__What the task asks__
Swap every "fuselage" for "tail" in the data and repeat it with all else unchanged, leaving out the pictures.

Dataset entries
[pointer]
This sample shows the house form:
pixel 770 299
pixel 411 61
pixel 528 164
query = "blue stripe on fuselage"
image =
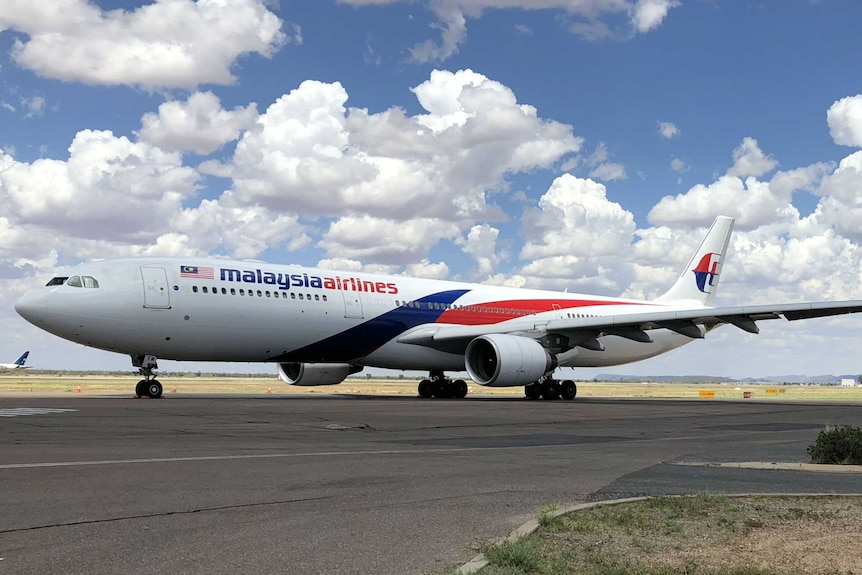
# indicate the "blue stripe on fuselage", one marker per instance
pixel 359 341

__Task result__
[pointer]
This sample shows the house form:
pixel 770 299
pixel 411 61
pixel 528 164
query = "blue stripe on tail"
image =
# indicate the "blue stripe on tail", one marker per instance
pixel 359 341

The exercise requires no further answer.